— Tekst —
........

Ostatnie lata to zanik nowych badań nad prasą oficjalnie wydawaną w PRL. Publikacja "Oficjalna prasa w PRL.Tom 1. Seria: Dziennikarze. Twórcy. Naukowcy” wydana w 2020 roku powraca jednak do tego tematu i przywołuje wielką rolę prasy tradycyjnej, która “stanowiła ogromny oręż władz w walce o rząd dusz Polaków, a skutki tamtego okresu odczuwamy do dziś" w obliczu raczkującego radia i telewizji. 1
Kim zatem byli dziennikarze PRL? Czy naprawdę przechodzili proces habituacji, o której profesor Daniel Wincenty wspomina, że była pewną formą autocenzury? Odpowiedź na to zagadnienie znajdziemy w książce "Nierealny Socjalizm", którego autorami są Jerzy Drygalski oraz Jacek Kwaśniewski. Szczegóły na ten temat znajdziemy w rozdziale dotyczącym polityki kadrowej i pożądanego modelu dziennikarstwa.2
Szczególnie istotna wydaje się wypowiedź, która padła na Nadzwyczajnym Zjeździe SDP. „Uważacie, że dziennikarstwo jest wolnym zawodem, że dziennikarstwo jest zawodem, w którym liczą się przede wszystkim kwalifikacje — jesteście w błędzie. Dziennikarstwo to jest zawód, w którym pierwszą kwalifikacją jest dyspozycyjność i posłuszeństwo. Jeśli poza tym jeszcze ktoś umie pisać, to dobrze, ale to jest sprawa pomocnicza i dodatkowa. Uważacie, że należy przejawiać pewne inicjatywy społeczne, przejawiać pewną aktywność — mylicie się. Wszelka inicjatywa, która nie mieści się w dyrektywach, jest sprzeczna z interesem partii dlatego, że zmusza partię do działań, które nie były uprzednio przewidziane".3
Ową wypowiedź skierowano do żurnalistów zatrudnionych w "Życiu Warszawy". Wprowadzała nowy klimat polityki karowej partii wobec całego ich środowiska. Autorzy publikacji podkreślają, że terminami ważnymi dla władz PRL była dyspozycyjność i posłuszeństwo oraz stworzenie grupy "zawodowej nie tylko dyspozycyjnej, ale i psychicznie dopasowanej do warunków, w których przyszło jej pracować". Przyrównano ich do roli pretorianów.

........

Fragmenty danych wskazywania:
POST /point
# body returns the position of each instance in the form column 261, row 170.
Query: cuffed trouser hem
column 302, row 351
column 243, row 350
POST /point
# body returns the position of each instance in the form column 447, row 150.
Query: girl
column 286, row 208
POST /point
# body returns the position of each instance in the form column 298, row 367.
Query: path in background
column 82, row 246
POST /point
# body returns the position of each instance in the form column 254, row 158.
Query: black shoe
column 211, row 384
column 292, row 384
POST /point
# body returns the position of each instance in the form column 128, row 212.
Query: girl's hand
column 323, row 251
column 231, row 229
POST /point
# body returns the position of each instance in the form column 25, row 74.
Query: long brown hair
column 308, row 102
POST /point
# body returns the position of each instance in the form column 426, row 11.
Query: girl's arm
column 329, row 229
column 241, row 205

........

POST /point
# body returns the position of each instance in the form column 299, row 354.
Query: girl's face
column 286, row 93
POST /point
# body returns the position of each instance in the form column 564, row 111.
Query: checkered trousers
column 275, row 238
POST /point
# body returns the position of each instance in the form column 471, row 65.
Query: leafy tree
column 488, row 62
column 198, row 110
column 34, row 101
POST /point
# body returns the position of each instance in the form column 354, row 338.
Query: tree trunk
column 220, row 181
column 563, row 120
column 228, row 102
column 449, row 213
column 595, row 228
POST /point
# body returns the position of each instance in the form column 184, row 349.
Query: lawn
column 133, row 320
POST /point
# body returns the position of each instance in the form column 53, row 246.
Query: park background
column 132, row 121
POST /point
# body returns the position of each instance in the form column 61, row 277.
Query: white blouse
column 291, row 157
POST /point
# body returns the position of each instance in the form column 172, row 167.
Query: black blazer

........

— Zadania do wykonania —
**A)** Kto według tekstu jest autorem książki „Nierealny Socjalizm”?
**B)** Odfiltruj z rekordów wszystkie wiersze, które zawierają słowo „girl”, i przepisz je.

— Odpowiedzi do zadań —
**A)** Jerzy Drygalski i Jacek Kwaśniewski.

**B)**
Query: girl
Query: girl's hand
Query: girl's arm
Query: girl's face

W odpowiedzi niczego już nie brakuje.